Position identification records
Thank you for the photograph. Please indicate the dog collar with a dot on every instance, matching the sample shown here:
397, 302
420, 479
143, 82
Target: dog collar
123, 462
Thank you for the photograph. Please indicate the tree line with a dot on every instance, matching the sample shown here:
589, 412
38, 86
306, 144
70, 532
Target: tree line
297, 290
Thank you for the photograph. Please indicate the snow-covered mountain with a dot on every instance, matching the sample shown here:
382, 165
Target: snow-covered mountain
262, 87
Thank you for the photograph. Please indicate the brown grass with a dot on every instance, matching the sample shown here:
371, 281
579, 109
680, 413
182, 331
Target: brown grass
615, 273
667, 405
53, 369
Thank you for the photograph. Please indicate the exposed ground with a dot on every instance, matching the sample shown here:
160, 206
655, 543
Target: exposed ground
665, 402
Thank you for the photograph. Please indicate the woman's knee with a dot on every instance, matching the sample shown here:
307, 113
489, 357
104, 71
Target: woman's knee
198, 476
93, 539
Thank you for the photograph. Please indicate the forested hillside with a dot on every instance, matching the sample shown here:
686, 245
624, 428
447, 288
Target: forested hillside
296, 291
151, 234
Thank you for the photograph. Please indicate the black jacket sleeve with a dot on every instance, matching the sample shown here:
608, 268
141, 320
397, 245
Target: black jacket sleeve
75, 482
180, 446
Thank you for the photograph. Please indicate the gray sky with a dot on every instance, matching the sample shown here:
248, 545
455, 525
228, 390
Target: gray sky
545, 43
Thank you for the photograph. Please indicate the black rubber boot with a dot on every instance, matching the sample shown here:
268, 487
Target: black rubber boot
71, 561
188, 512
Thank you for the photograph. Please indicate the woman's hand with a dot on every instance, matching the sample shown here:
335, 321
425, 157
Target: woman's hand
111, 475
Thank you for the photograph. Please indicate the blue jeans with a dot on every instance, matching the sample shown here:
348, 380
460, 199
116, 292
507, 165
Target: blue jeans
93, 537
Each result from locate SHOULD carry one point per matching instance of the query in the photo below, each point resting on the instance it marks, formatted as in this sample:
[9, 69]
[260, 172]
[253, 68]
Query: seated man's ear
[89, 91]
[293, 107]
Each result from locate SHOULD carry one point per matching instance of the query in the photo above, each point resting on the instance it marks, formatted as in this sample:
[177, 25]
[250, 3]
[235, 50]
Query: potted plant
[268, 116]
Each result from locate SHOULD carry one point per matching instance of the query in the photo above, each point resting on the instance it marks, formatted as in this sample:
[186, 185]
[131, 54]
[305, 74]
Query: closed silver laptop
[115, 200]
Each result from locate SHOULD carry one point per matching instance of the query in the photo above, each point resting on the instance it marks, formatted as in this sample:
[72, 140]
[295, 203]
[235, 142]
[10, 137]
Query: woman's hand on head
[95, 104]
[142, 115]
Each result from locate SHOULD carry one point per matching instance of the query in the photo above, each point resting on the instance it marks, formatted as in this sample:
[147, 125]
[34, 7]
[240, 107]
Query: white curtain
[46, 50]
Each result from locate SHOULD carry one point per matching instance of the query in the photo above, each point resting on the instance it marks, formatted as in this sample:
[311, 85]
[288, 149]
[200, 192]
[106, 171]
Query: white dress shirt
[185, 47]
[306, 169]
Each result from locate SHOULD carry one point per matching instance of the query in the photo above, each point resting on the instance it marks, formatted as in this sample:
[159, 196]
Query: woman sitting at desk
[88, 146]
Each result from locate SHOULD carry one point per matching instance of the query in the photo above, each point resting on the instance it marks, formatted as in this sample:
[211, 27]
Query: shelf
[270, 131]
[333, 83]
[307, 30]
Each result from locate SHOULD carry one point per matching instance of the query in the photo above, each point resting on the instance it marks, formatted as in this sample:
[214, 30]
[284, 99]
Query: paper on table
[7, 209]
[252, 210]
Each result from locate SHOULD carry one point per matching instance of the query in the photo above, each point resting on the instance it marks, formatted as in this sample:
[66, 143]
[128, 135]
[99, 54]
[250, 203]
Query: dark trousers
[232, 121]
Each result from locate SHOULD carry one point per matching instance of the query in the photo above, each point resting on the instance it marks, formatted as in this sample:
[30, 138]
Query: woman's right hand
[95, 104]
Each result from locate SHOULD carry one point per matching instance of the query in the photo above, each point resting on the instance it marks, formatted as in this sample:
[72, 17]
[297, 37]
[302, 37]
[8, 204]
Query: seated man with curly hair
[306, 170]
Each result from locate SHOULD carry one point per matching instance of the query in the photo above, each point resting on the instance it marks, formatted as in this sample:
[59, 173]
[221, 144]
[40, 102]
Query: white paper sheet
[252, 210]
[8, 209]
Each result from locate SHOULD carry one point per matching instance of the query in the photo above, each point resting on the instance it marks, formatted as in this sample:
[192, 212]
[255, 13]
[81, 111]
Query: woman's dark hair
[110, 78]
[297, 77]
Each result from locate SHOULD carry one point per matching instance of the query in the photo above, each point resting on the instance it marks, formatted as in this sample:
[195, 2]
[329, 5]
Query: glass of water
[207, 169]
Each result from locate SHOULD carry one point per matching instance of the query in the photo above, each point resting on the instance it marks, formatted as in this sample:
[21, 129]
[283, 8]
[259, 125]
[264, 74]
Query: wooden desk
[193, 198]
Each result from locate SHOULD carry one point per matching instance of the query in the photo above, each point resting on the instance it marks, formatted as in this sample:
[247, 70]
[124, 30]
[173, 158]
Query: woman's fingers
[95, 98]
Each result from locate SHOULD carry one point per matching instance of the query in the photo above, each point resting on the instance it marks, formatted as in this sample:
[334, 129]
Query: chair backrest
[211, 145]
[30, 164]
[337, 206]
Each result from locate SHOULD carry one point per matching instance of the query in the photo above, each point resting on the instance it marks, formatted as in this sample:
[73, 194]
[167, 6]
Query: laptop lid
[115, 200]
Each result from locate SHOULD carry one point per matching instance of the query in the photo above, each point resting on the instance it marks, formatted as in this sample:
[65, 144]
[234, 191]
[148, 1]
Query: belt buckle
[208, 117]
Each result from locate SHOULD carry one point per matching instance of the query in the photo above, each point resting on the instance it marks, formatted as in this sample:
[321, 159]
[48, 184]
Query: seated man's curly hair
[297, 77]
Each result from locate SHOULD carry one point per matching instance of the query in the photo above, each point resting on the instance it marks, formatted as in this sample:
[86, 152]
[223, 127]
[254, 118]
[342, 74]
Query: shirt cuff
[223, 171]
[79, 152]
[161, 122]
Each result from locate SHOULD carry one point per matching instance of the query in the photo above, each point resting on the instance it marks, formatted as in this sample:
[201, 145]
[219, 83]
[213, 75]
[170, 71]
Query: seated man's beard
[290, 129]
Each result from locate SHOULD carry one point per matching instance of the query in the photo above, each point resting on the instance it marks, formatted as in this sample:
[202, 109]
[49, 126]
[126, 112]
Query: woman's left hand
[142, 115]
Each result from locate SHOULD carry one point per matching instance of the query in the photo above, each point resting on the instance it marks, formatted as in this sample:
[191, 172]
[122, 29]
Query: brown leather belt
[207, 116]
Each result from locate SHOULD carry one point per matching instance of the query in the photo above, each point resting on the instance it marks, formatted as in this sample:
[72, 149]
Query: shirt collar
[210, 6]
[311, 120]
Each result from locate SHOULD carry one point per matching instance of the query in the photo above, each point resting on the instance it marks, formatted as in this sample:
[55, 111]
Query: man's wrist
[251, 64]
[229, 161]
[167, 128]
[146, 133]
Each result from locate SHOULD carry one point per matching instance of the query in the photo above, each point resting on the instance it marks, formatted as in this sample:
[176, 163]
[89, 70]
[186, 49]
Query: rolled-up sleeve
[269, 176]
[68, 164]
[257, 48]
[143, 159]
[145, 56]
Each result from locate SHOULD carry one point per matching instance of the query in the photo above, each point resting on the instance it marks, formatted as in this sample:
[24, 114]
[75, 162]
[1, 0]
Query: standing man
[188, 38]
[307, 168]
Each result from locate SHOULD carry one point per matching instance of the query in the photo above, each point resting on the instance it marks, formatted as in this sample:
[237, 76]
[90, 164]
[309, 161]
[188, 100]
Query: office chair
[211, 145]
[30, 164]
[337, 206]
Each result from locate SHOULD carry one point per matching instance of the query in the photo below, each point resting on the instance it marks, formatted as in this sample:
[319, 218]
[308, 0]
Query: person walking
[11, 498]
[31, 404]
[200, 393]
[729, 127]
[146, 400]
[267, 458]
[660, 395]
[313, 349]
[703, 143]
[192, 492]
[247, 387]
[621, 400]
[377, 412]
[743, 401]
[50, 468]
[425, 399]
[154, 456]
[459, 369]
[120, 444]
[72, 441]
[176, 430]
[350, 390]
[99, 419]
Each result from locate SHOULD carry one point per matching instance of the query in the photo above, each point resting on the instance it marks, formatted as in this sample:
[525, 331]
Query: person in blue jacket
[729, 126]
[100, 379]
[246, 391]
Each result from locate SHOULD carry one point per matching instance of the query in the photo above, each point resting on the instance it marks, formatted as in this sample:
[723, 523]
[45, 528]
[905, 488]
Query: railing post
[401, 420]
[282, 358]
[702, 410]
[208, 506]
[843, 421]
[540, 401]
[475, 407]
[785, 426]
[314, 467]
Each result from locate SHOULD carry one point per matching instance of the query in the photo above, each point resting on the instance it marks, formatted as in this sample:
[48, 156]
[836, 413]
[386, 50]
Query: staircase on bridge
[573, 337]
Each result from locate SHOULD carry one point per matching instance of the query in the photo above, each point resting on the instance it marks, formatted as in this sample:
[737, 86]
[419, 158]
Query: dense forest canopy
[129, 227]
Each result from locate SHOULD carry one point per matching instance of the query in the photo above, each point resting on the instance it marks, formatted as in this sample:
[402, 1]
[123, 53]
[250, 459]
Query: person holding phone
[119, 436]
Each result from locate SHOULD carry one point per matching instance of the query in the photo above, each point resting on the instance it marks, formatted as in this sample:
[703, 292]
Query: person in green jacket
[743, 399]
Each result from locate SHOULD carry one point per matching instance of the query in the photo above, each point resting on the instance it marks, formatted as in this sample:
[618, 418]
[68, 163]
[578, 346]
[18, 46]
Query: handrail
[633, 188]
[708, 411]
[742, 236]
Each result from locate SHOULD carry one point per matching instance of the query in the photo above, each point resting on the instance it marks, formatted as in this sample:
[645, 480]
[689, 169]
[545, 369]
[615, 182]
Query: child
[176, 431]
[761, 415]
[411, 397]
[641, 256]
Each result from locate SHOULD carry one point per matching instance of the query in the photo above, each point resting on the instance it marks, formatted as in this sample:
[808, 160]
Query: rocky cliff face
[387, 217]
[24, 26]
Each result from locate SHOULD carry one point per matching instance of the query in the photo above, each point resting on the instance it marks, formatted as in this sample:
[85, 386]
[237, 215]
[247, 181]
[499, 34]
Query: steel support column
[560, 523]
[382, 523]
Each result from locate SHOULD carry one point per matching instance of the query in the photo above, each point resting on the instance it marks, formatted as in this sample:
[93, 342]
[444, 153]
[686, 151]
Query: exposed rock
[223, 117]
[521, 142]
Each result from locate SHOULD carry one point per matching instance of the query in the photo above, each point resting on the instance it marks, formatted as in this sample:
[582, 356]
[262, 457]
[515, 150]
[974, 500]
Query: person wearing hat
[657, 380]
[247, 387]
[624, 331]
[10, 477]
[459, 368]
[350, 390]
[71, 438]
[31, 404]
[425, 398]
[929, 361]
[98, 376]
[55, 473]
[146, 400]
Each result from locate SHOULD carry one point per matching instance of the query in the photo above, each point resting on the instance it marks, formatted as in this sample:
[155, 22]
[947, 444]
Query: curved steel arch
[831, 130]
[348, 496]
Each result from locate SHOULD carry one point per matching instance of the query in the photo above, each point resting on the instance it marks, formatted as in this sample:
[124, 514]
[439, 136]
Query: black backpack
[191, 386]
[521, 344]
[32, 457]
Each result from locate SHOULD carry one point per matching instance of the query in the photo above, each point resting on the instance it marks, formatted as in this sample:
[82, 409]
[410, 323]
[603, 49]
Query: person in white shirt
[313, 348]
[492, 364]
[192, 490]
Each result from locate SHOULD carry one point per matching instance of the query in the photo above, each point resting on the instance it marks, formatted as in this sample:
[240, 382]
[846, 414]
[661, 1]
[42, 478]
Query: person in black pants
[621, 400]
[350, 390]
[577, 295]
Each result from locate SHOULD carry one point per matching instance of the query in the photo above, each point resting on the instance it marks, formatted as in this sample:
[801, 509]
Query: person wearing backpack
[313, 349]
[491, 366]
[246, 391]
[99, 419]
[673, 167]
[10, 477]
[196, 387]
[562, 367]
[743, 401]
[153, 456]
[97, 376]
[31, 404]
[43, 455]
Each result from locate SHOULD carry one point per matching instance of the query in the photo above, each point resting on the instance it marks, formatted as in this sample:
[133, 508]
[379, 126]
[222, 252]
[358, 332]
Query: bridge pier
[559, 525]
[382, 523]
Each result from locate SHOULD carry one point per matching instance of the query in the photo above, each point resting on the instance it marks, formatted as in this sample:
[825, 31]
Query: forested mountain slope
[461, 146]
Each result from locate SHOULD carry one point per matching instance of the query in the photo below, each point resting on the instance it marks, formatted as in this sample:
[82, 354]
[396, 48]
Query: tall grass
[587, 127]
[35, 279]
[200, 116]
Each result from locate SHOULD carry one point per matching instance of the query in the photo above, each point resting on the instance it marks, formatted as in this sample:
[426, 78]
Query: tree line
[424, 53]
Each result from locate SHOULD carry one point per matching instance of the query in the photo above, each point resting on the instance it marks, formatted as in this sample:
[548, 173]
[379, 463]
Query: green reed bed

Problem statement: How many lines in the rows above contain the string "brown"? Reply with the number alone.

Completed exercise: 3